- [Task] Please turn the paragraph of the policing passage below that starts with "The department has an established relationship" into a brief list that keeps its main facts.

- [Supplied passage]
########
It is “intellectualizing policing,” says Arntfield, a concept the Vancouver Police Department (VPD) has embraced in both active and inactive homicide investigations for years.

“Building a relationship with the academic community is huge and the value they bring to investigations,” says VPD Deputy Chief Adam Palmer. “Our homicide investigators are very skilled and accomplished at what they do, but we often bring in experts to look at things in different ways.”

The department has an established relationship with area universities, drawing on archaeologists, entomologists, forensic accountants, knot analysis and telecommunications specialists, among other subject areas.

“It is key to the legitimization of policing in a knowledge-based society… and a matter of cost effectiveness,” explains Arntfield.

Police departments don’t have the money to pour copious amounts of resources into cold cases, so outsourcing them to people who can makes sense, he adds.
########
- [Stored data]
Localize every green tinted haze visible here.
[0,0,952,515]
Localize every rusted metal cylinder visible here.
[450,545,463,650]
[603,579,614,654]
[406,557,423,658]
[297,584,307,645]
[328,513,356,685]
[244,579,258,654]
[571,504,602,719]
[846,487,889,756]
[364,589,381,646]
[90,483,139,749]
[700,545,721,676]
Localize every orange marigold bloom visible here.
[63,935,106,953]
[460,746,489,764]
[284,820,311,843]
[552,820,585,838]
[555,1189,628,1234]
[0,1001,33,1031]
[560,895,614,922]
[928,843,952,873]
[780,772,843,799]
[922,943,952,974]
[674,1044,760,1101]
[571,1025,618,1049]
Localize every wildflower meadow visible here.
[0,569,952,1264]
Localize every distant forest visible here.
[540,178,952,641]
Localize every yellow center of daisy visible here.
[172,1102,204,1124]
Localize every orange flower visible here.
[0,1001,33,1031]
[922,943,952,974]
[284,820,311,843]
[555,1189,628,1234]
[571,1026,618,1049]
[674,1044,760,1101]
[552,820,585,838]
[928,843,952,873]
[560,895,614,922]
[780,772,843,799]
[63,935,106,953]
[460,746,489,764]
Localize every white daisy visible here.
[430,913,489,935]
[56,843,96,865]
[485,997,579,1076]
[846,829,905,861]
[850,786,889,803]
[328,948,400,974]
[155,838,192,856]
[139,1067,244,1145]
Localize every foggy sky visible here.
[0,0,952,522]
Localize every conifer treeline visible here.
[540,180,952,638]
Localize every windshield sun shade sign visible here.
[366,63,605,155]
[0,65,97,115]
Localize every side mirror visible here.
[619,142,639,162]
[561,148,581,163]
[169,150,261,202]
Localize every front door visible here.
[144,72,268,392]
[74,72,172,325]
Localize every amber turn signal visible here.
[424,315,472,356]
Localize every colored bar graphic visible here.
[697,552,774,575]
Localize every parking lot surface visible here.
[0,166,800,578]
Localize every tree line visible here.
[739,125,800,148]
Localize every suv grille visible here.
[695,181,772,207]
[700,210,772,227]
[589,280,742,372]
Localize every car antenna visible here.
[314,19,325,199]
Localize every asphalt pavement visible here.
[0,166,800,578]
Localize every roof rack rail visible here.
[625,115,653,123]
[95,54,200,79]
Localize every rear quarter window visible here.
########
- [Complete answer]
- The department has an established relationship with area universities.
- It draws on experts from fields including:
  - archaeology
  - entomology
  - forensic accounting
  - knot analysis
  - telecommunications
- These are only some of the subject areas it uses.